== WRITTEN EXERCISE A ==
The Pebble review below names the activities during which the writer liked the idea of getting texts on the wrist. List them all.

Pebble: first impressions

pebble_image

Some time back in April of 2012 someone on Twitter linked to this Kickstarter campaign to raise funds to build a very geeky watch. The idea was interesting to me. I love my android phone, but it’s in my pocket all day. The idea of getting texts on my wrist while driving, working, and woodworking was intriguing. Not all messages require me to pull out my phone, unlock it, and view what was up. So I supported it.

Here we are, not that far from a year later, and I’ve gotten a copy of the watch. I’ve been using it for the past few days and wanted to put out there my feedback. There’s a bit out there already, but hey, my turn!

The Good

Does it work like it’s supposed to? Definitely! I’ve been getting texts and calendar notifications on the watch and it’s been really nice. Simple texts like the one from my wife “on my way home” have been nice to just press a button and dismiss. Calendar notifications as well. I’m up getting a drink and a meeting notice buzzes my wrist with a note what’s coming up. It’s much nicer than pulling out the phone. The one downside is that when you do pull your phone out there’s a bunch of notifications to dismiss and you want to make sure you got them all.

As for fit, I need to get a replacement wrist band, but it’s not that bad. I was worried about the size of the face, but I’ve not found that it’s actually not that large. There are much larger watches out there by far. I do find that it rotates around and ends up on the bone every once in a while, but I’m hoping a better watch band will help with that. I’d rather they put the $$ into the device and less into meeting everyone’s private feelings about what makes a great watch band, so no complaints.

Battery life isn’t really tested yet. I charged it when I first got it and I’m on day 3. This includes leaving it overnight hooked up to my phone which I should probably stop I guess. My phone battery seems ok as well. It’s hard to judge as I’ve got a nearly 1yr old Galaxy Nexus with a battery that needs replacement currently.

The Potential

I’m not going to go down the ‘bad’ road here. This is a new product, just released, and it’s getting updates so let’s just concentrate on what could be better.

The first thing is the navigation. It came out during the initial demos. The nav menu is setup in a way that needs love. If I have to have watch faces on there as full app status, then I should be able to remove ones I don’t use so that navigation is less painful. Honestly, watchfaces need a sub nav. Settings already has this, so the concept should be easy to implement.

Along those lines, back from the home menu should activate the watch face. I once changed watch faces because I was in the settings and waiting for the home nav to timeout back to the watch face. In that time I moved in my wrist in a way that activated a new watch face on accident. Doh!

== PROVIDED RECORDS ==
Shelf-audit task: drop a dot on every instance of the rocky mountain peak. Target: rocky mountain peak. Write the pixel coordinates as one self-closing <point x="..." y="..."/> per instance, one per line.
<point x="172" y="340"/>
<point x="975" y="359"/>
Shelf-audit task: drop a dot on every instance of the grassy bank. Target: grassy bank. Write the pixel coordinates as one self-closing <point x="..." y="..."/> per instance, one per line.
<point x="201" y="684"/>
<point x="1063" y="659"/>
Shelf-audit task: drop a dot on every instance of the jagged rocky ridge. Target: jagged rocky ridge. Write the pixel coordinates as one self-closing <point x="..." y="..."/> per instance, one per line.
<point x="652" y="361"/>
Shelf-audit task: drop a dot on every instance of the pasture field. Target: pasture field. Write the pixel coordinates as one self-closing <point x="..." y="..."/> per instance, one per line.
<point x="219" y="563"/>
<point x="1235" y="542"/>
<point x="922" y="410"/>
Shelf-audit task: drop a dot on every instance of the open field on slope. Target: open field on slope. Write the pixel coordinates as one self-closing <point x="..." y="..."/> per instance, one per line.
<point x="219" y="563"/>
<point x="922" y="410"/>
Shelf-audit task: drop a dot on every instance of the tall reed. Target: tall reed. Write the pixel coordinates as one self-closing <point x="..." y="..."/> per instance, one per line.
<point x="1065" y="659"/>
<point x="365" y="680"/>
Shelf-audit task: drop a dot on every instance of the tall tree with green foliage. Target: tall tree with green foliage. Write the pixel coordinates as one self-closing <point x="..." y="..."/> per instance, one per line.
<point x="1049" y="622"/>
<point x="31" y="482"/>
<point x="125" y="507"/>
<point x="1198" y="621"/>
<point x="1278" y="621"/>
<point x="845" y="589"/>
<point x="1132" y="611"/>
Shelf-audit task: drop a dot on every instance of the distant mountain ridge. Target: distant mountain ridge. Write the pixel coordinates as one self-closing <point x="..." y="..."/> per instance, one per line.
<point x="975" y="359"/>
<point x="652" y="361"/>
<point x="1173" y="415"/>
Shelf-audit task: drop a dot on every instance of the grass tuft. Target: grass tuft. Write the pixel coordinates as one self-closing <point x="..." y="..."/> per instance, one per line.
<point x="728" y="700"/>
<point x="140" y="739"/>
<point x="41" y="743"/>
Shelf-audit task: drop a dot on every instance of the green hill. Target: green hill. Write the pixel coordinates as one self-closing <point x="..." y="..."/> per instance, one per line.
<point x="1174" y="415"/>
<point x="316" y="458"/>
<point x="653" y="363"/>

== WRITTEN EXERCISE B ==
Copy out the rows above word for word, starting at the row that contains "the grass tuft." and ending at the last row.

== WRITTEN SOLUTION A ==
- Driving
- Working
- Woodworking

== WRITTEN SOLUTION B ==
Shelf-audit task: drop a dot on every instance of the grass tuft. Target: grass tuft. Write the pixel coordinates as one self-closing <point x="..." y="..."/> per instance, one per line.
<point x="728" y="700"/>
<point x="140" y="739"/>
<point x="41" y="743"/>
Shelf-audit task: drop a dot on every instance of the green hill. Target: green hill. Write the pixel coordinates as one self-closing <point x="..." y="..."/> per instance, one per line.
<point x="1174" y="415"/>
<point x="316" y="458"/>
<point x="653" y="363"/>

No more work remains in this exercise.